Exercise - From the records below, transcribe exactly the lines that begin at the line with "back with a point in the photo above." and end at the line with "field with a point in the photo above.", both included.

Available data -
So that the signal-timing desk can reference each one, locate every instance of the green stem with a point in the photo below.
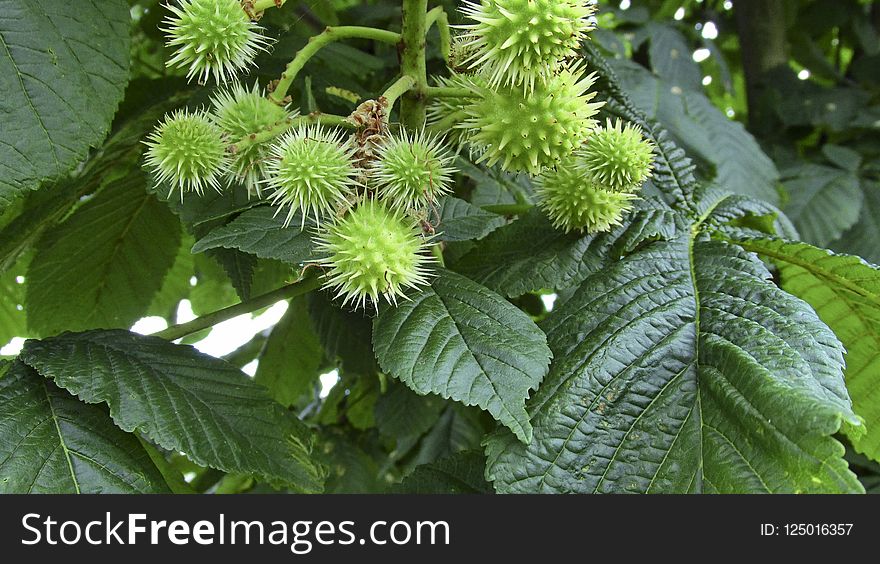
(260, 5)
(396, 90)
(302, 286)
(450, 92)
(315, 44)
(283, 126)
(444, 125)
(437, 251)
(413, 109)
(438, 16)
---
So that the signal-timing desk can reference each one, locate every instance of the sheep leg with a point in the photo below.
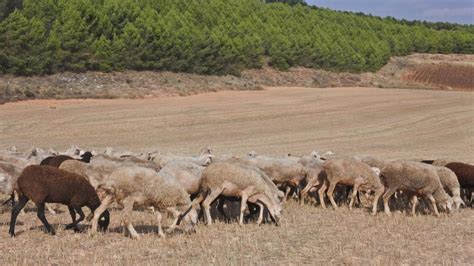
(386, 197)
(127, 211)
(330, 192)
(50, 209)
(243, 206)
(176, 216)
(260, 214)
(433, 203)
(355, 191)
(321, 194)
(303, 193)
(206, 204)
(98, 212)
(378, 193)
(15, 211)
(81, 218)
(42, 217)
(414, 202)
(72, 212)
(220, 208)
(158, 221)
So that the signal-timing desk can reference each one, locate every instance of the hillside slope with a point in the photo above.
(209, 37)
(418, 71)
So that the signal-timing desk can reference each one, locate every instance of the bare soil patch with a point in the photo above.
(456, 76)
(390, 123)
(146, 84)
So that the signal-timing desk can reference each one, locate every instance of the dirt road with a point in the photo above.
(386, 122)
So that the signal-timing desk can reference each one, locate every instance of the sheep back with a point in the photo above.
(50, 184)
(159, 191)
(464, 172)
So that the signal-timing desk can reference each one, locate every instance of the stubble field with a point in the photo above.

Your response -
So that the signal-timing desk can reference each one, locate every instance of the sheep back with a point in the photo above.
(50, 184)
(159, 191)
(464, 172)
So that the signal-timing desk can reference each one, locate every instance of the stubble field with a point in the photo above.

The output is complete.